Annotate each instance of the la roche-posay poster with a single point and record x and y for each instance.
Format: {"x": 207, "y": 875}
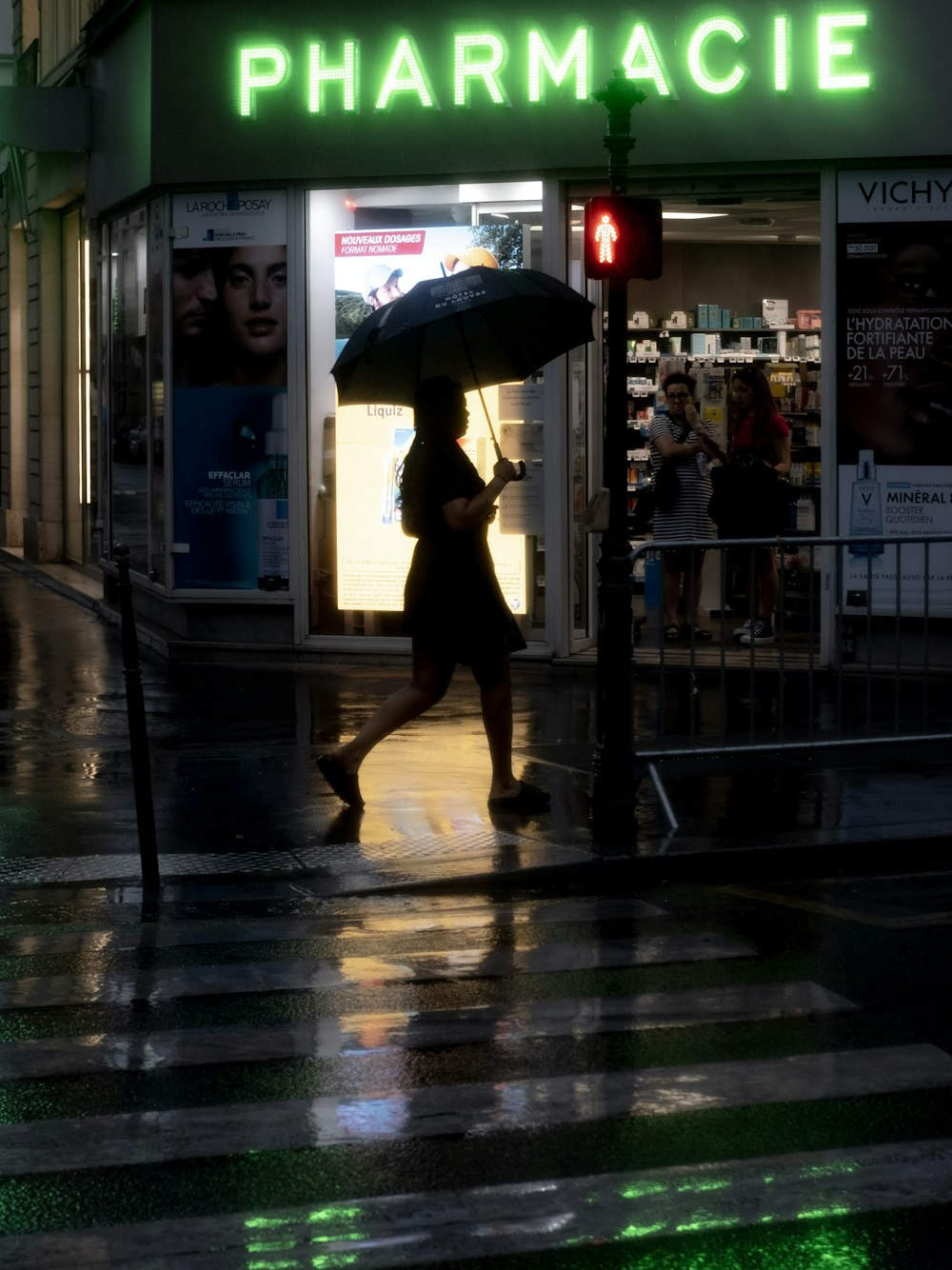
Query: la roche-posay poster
{"x": 228, "y": 365}
{"x": 373, "y": 268}
{"x": 894, "y": 341}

WHAT THE TASK REQUIRES: Copy the data above line for line, leaving out the picture.

THE REPLY:
Annotate each instance of the la roche-posay poster with a single point and record x and y for each instance.
Format: {"x": 207, "y": 875}
Query: la roche-posay poster
{"x": 228, "y": 365}
{"x": 373, "y": 268}
{"x": 894, "y": 341}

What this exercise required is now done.